:: What needs to be done ::
Leave out the pictures and restate the rest of the data exactly.

━━━

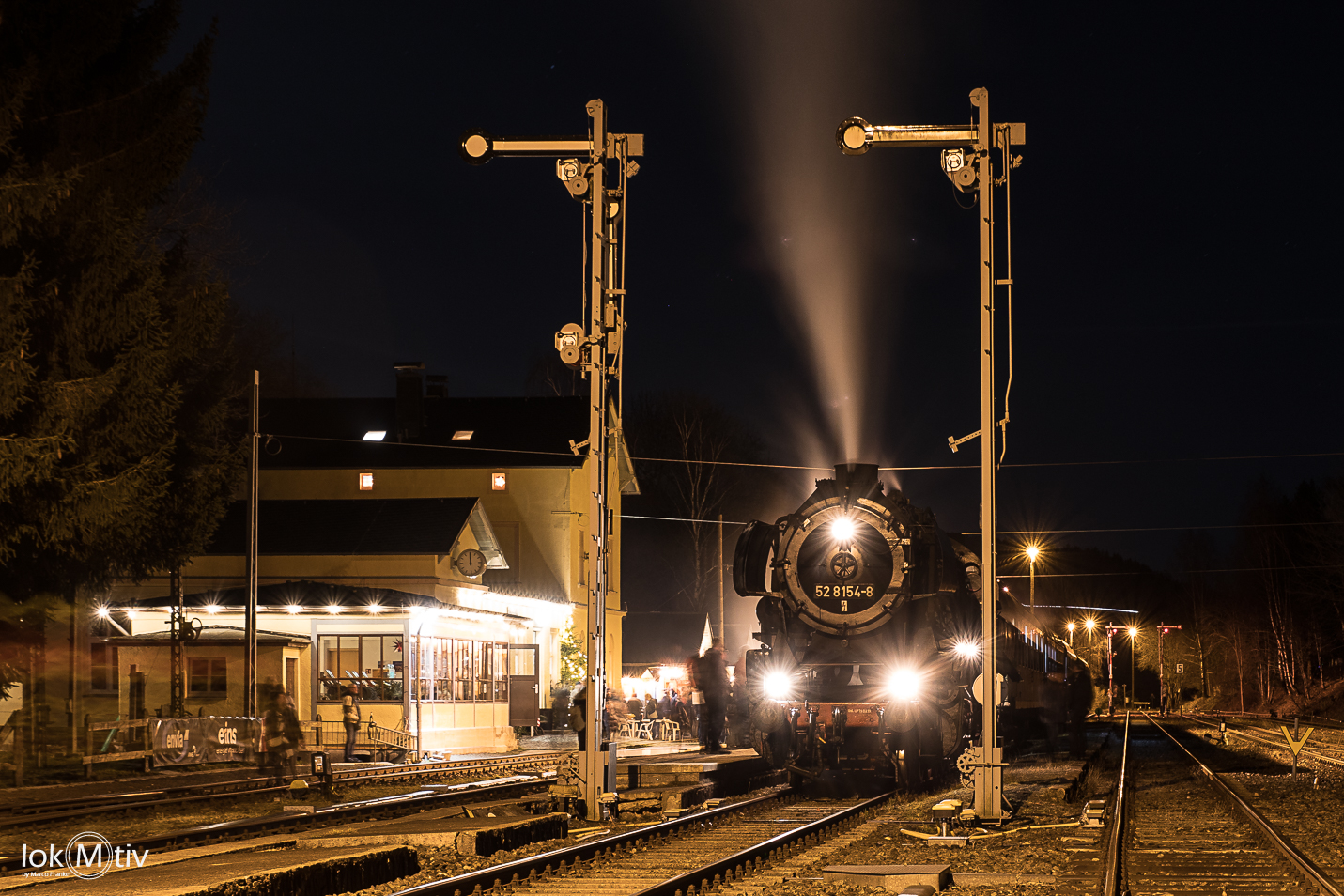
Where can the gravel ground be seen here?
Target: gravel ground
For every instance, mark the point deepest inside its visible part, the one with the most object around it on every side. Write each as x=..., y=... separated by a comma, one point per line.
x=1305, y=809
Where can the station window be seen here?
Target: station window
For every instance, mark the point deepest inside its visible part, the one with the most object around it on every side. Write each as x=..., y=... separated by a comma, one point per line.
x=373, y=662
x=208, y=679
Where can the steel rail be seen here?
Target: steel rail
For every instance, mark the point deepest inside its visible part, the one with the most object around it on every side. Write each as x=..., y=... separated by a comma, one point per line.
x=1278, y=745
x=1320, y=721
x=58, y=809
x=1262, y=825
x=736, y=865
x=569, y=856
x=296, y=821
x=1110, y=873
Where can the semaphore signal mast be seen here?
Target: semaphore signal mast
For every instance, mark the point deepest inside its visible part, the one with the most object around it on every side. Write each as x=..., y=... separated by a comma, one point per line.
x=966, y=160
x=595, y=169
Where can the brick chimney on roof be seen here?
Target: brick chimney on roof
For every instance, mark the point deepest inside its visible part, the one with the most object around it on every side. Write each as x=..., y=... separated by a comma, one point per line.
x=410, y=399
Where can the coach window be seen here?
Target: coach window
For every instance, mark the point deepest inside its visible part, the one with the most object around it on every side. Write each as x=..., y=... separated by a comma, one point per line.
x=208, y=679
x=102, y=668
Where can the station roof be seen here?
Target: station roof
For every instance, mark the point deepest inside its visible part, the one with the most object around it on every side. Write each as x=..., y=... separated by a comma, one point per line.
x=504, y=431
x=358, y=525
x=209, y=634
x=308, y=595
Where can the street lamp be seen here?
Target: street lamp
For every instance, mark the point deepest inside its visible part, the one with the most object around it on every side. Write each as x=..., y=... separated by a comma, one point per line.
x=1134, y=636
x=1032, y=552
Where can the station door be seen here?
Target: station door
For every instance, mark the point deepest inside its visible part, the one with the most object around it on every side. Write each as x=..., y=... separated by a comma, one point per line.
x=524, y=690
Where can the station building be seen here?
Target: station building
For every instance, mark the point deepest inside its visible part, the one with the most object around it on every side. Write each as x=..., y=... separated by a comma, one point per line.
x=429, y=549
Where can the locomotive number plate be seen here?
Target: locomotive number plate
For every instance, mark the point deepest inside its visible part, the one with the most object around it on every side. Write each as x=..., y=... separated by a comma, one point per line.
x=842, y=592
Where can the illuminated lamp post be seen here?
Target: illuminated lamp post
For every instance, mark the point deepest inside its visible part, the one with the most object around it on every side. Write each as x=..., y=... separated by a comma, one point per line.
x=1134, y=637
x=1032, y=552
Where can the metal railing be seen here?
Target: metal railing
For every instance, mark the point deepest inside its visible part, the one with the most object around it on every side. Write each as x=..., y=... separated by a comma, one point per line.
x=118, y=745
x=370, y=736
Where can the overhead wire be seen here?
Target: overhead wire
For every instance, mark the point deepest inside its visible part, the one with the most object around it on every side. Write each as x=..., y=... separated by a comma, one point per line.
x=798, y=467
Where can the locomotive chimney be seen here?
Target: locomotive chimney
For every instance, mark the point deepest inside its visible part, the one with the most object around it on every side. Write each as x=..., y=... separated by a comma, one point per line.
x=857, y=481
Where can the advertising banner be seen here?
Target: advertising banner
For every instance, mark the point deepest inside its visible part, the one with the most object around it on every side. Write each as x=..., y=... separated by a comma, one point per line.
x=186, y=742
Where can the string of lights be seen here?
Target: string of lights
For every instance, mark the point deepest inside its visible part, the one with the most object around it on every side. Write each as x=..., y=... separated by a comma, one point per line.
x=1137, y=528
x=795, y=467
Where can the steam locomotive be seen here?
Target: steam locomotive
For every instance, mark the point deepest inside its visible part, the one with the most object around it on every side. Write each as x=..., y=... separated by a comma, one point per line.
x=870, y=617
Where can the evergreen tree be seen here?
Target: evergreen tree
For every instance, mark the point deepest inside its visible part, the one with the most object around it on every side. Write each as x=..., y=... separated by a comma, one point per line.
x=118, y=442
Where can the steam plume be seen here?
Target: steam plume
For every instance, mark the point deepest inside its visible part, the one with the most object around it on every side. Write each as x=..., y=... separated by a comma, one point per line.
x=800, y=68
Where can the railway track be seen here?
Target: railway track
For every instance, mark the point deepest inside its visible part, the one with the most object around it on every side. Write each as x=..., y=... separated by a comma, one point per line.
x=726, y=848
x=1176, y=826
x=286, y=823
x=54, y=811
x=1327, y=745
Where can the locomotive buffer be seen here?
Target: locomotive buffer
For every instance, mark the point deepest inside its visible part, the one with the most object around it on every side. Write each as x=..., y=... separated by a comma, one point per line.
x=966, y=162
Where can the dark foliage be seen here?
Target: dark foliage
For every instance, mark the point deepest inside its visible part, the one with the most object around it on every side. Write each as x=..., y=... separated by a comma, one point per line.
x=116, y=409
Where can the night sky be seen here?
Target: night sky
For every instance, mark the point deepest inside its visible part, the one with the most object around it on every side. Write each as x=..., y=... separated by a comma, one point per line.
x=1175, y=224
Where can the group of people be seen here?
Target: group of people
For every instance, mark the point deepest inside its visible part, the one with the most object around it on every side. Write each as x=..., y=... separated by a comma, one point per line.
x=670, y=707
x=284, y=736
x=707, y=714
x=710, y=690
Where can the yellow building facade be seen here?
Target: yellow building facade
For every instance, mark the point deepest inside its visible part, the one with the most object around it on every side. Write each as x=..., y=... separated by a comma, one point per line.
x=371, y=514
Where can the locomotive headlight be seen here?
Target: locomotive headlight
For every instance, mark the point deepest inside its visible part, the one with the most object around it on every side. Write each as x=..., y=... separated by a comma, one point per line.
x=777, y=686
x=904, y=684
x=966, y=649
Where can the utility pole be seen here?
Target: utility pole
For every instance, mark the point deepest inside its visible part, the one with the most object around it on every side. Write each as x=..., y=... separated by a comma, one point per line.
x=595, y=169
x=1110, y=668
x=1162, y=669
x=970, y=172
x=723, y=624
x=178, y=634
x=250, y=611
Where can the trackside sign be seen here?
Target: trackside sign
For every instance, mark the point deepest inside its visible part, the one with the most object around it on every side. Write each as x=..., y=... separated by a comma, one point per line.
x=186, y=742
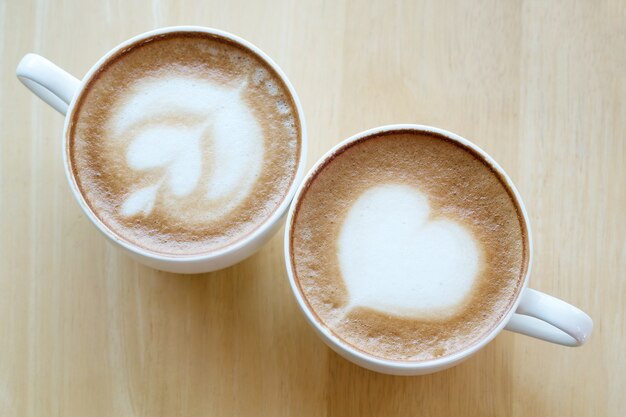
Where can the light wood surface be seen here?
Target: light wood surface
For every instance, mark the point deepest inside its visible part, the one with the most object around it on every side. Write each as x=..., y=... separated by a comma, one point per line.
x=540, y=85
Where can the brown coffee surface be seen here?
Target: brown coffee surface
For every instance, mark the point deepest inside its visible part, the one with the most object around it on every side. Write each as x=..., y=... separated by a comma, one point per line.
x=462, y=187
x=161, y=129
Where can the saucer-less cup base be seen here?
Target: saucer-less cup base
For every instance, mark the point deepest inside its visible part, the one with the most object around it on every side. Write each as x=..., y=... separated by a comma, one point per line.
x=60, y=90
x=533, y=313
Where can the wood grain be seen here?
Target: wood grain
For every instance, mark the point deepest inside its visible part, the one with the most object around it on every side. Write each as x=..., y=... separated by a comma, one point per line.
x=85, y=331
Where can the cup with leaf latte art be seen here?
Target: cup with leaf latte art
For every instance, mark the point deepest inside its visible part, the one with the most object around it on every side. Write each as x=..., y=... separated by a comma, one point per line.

━━━

:: Response ::
Where can the gravel ground be seen here?
Target: gravel ground
For every instance, mark the point deepest inside its visible part, the one with the most object around it on every side. Write each as x=..., y=... separated by a comma, one point per line.
x=1305, y=809
Where can the station window be seen here?
Target: station window
For every instance, mark the point deepest inside its visible part, the one with the most object around it on every side. Write each as x=..., y=... separated by a comma, one point per line.
x=373, y=662
x=208, y=679
Where can the steel rail be seen here?
Target: steel rail
For every instance, mark the point deepest inside its visible part, the one with the most object around it on every side. Write each as x=..., y=... separated by a comma, one point per line.
x=1278, y=745
x=1320, y=721
x=58, y=809
x=1262, y=825
x=736, y=865
x=569, y=856
x=296, y=821
x=1110, y=873
Where can the semaphore signal mast be seen here?
Target: semaphore signal mast
For every instance, mark the point deepest inside its visible part, the one with the most object around it on every side. Write each as x=..., y=... separated by a comma, one point per line.
x=966, y=160
x=595, y=169
Where can the brick chimney on roof be seen here?
Target: brick chimney on roof
For every instance, mark the point deepest inside its visible part, the one with the most object around it on every side. Write each as x=..., y=... separated by a comma, one point per line.
x=410, y=399
Where can the coach window be seen here?
Target: coach window
For every instance, mark the point deepest inside its visible part, the one with the most object around it on every side. Write each as x=..., y=... separated by a comma, one point per line.
x=208, y=679
x=102, y=668
Where can the station roof be seen here?
Target: station roof
For every instance, mark the point deepest inside its visible part, the one with the most object around it on every side. Write each as x=..., y=... separated by a comma, one point per line.
x=504, y=431
x=358, y=525
x=209, y=634
x=308, y=595
Where can the street lamp be seen here?
Target: street lamp
For every instance, mark the point deepest inside its visible part, the one with the most object around it on every side. Write each as x=..., y=... separated by a comma, one point per line.
x=1134, y=636
x=1032, y=552
Where can the station door be seen here?
Target: station door
For every instance, mark the point deepest inside its visible part, the one with the most object around it on every side. Write each as x=..., y=... separated by a comma, one point per line.
x=524, y=690
Where can the station building be seen here?
Target: station building
For every instance, mark the point deepest inside its visible part, the one with the most object around it on every side. Write each as x=..., y=... separated by a comma, one point per line.
x=429, y=549
Where can the locomotive number plate be seen here?
Target: locomotive number plate
For every instance, mark the point deepest inside its visible part, the one with the most object around it on every side. Write each as x=..., y=... separated by a comma, one point per line.
x=842, y=592
Where can the illuminated lamp post be seen here?
Target: illuminated lamp post
For every instance, mark the point deepest inside its visible part, the one with the most object around it on every side. Write each as x=..., y=... separated by a comma, one point per line.
x=1134, y=637
x=1032, y=552
Where can the metal railing be seen here?
Target: metal railing
For every instance, mark the point deepest inside its visible part, the one with the most object around it on every side. Write each as x=..., y=... separated by a comma, one point per line.
x=118, y=745
x=370, y=736
Where can the overhead wire be seen here?
Target: overhead wire
For every instance, mark the point deepest inside its visible part, the one with the most object around it on every side. Write each as x=..., y=... separated by a comma, one point per line.
x=798, y=467
Where can the locomotive chimney be seen here?
Target: locomotive chimney
For every instance, mark the point deepest inside its visible part, the one with the most object around it on every side. Write each as x=..., y=... separated by a comma, one point per line.
x=857, y=481
Where can the advertising banner be seen here?
Target: advertising banner
For every instance, mark the point deepest inside its visible part, the one with the most object around it on every side. Write each as x=..., y=... separated by a comma, one point per line.
x=186, y=742
Where can the string of lights be seen here?
Target: string of lights
For every instance, mark the point deepest inside its visible part, the one with the most object around it on every side. Write each as x=..., y=... separated by a comma, one point per line.
x=1137, y=528
x=795, y=467
Where can the steam locomotive be seen here?
Target: steam locomotive
For every instance, mark the point deepest inside its visible part, the one with the most object around it on every side. Write each as x=..., y=... separated by a comma, one point per line.
x=870, y=617
Where can the evergreen tree be seen here?
Target: evergreen tree
For every instance, mark the point deepest inside its visible part, the one with the most object around it on every side. Write each as x=..., y=... separated by a comma, one point per line.
x=118, y=442
Where can the steam plume be seen here?
Target: steam plume
For every instance, mark the point deepest inside its visible part, the one with the most object around it on every side. Write each as x=..., y=... separated by a comma, one point per line.
x=800, y=68
Where can the railway track be seen here?
Target: railway track
For every instance, mark the point deepest inside its visible part, the one with the most object around it on every side. Write each as x=..., y=... separated by a comma, one point per line.
x=726, y=848
x=1176, y=826
x=286, y=823
x=54, y=811
x=1327, y=745
Where can the locomotive buffer be seen here?
Target: locomotive buffer
For every instance, mark the point deepest inside its visible part, the one with the most object around it on every side. Write each as x=..., y=... separated by a comma, one point per line.
x=966, y=162
Where can the dark foliage be seen here?
Target: dark foliage
For every instance, mark the point deepest inside its visible part, the one with the most object around it on every side. Write each as x=..., y=... separated by a comma, one point per line.
x=116, y=409
Where can the night sky be seen here?
Target: night sky
For every instance, mark the point deepest inside its visible part, the one with the most object around it on every side. Write each as x=..., y=... separated by a comma, one point per line.
x=1175, y=224
Where can the group of people be seen here?
Target: group of people
For every instance, mark the point deepest inside its visible part, the one with the most object around it on every side. Write each as x=..., y=... separated by a comma, one point per line.
x=670, y=707
x=284, y=736
x=707, y=714
x=710, y=690
Where can the yellow building facade be seen here?
Target: yellow building facade
For every instance, mark the point deepest inside its visible part, the one with the most object around it on every side. Write each as x=..., y=... separated by a comma, one point per line.
x=371, y=514
Where can the locomotive headlight be seen here?
Target: locomotive headlight
For every instance, mark the point deepest inside its visible part, the one with the most object around it on every side. Write each as x=..., y=... separated by a comma, one point per line.
x=777, y=686
x=904, y=684
x=966, y=649
Where can the utility pole be seen here?
Target: utility pole
For every instance, mark the point deepest inside its visible part, the one with the most object around it on every side. Write each as x=..., y=... separated by a comma, one point per line.
x=595, y=169
x=1110, y=668
x=1162, y=669
x=970, y=172
x=723, y=624
x=178, y=634
x=250, y=611
Where can the trackside sign be seen here?
Target: trackside sign
For every instance, mark the point deepest inside its visible part, the one with the most object around it on every side. Write each as x=..., y=... separated by a comma, one point per line.
x=186, y=742
Where can the light wood surface be seen here?
Target: light wood surface
For every instance, mark the point deepest inside its visible part, the one with the most object around it on every side. Write each as x=..., y=... separated by a comma, one point per line.
x=540, y=85
Where can the brown coffee surface be seen here?
Target: brown coffee surface
For every instance, mark the point deepest inside its visible part, the one with the most object around it on every side. Write each as x=..., y=... separated by a comma, one point per line.
x=462, y=187
x=161, y=129
Where can the saucer-less cup base be seen here?
Target: saucer-less cup base
For every instance, mark the point deepest inside its visible part, the one with the most object around it on every side. Write each as x=..., y=... separated by a comma, one point per line.
x=60, y=90
x=533, y=313
Where can the wood grain be seen here?
Target: wood grain
For every instance, mark the point deepest inside its visible part, the one with the most object around it on every side. Write each as x=..., y=... separated by a comma, one point per line.
x=85, y=331
Where can the cup with leaf latte art be seen here?
Target: cup with leaf latte art
For every instance, mark the point deepest inside its visible part, the one with the most object around it on every side. Write each as x=..., y=... separated by a comma, one point per line.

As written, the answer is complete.